Exercise requirements:
Each line below that contains the word "mountain" must be copied.

(Material provided)

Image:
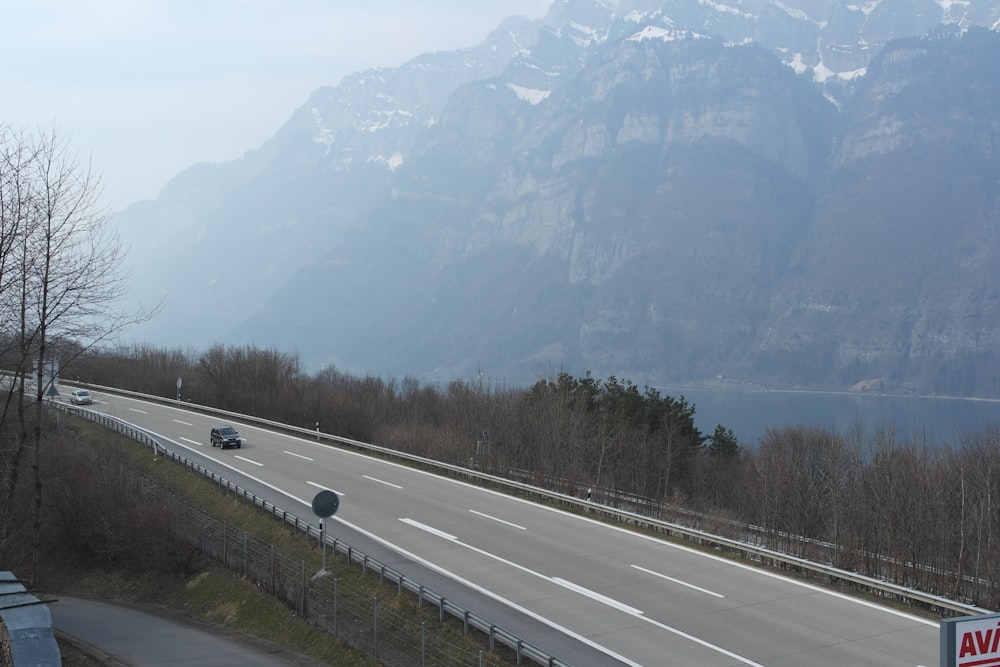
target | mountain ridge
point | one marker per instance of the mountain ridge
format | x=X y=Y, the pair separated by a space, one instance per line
x=626 y=198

(End Material provided)

Response to this exercise:
target | mountain ridge
point | one marker per instance of the mountain ridge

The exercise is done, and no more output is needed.